* start QUOTED PASSAGE *
Mechanical Waves

A wave pulse is a disturbance that moves through a medium.  A periodic wave is a periodic disturbance that moves through a medium.  The medium itself goes nowhere.  The individual atoms and molecules in the medium oscillate about their equilibrium position, but their average position does not change.  If the displacement of the individual atoms or molecules is perpendicular to the direction the wave is traveling, the wave is called a transverse wave.  If the displacement is parallel to the direction of travel the wave is called a longitudinal wave or a compression wave.

Waves can transport energy and information.  Examples of mechanical waves are water waves, sound waves, and seismic waves. All waves are described mathematically in terms of a wave function, and reflection, refraction and diffraction and interference a characteristic behaviors of all types of waves.
* end QUOTED PASSAGE *
* start RECORD EXCERPTS *
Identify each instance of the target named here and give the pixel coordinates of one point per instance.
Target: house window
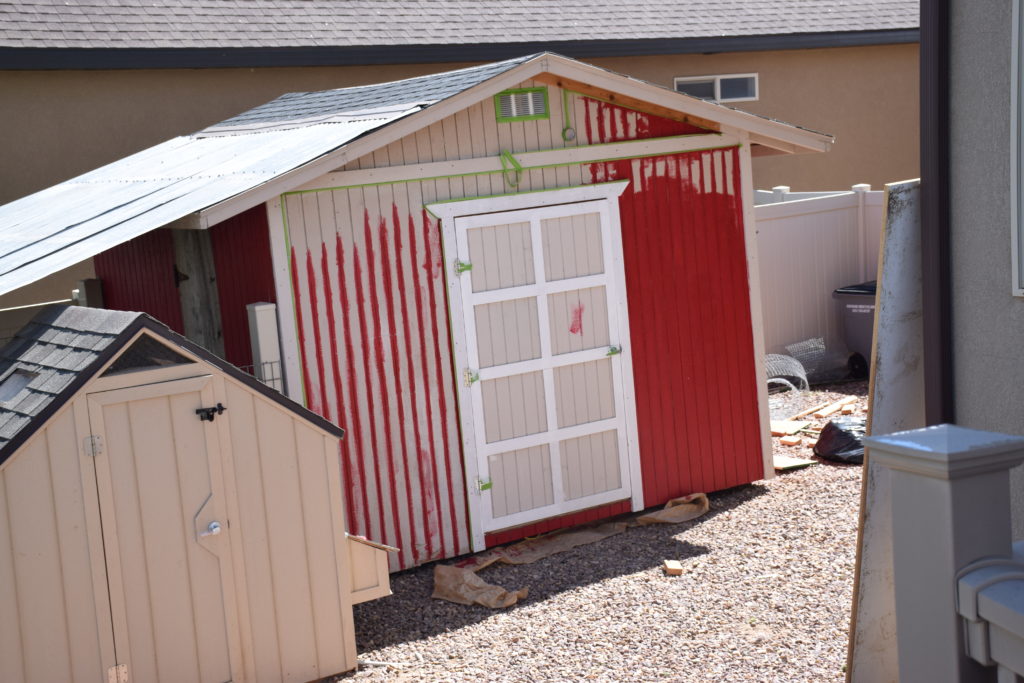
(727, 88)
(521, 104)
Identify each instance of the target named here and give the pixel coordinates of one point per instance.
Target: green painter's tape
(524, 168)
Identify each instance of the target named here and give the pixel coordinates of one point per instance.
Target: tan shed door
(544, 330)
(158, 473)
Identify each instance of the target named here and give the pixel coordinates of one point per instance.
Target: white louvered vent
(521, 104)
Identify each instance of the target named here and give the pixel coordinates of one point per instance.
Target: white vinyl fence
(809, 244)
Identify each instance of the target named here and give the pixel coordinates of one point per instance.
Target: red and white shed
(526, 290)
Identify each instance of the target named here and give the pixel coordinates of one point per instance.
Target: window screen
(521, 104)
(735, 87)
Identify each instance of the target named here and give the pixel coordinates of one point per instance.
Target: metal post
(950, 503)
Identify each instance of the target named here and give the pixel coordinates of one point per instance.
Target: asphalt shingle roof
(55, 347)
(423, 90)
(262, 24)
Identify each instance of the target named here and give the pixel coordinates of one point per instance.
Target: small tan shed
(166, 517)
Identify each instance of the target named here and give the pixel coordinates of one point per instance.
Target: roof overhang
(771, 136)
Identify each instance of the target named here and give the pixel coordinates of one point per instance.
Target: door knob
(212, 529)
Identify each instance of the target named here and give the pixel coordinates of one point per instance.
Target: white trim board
* end RECORD EXCERPTS *
* start RECORD EXCERPTS *
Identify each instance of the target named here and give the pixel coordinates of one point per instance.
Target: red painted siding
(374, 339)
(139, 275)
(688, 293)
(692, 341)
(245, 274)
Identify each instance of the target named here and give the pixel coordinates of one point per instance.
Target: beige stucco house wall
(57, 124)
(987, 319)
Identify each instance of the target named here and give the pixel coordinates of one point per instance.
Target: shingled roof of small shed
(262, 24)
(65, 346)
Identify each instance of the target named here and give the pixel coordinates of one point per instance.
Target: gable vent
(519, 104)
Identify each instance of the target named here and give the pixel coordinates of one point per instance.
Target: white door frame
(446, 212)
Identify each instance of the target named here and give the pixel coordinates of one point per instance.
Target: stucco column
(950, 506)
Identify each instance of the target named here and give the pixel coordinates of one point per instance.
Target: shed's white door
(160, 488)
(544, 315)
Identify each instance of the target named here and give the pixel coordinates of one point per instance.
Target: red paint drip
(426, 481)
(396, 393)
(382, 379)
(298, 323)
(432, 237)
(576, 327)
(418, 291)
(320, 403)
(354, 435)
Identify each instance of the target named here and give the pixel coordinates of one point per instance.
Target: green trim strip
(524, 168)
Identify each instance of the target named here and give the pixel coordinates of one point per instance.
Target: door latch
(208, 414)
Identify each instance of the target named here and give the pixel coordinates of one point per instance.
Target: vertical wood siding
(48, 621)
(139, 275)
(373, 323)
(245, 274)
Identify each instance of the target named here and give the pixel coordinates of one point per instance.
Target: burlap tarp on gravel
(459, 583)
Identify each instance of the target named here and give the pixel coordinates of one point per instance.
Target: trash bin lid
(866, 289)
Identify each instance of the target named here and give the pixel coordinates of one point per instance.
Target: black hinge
* end RECORD EXCERPTS *
• [PROMPT A]: From the passage on mechanical waves, list every behavior that the passage calls characteristic of all types of waves.
• [PROMPT B]: Retype the part of the passage on mechanical waves between "Waves can transport" and "types of waves.", inclusive.

• [WRITTEN ANSWER A]: Reflection, refraction, diffraction, interference

• [WRITTEN ANSWER B]:
Waves can transport energy and information.  Examples of mechanical waves are water waves, sound waves, and seismic waves. All waves are described mathematically in terms of a wave function, and reflection, refraction and diffraction and interference a characteristic behaviors of all types of waves.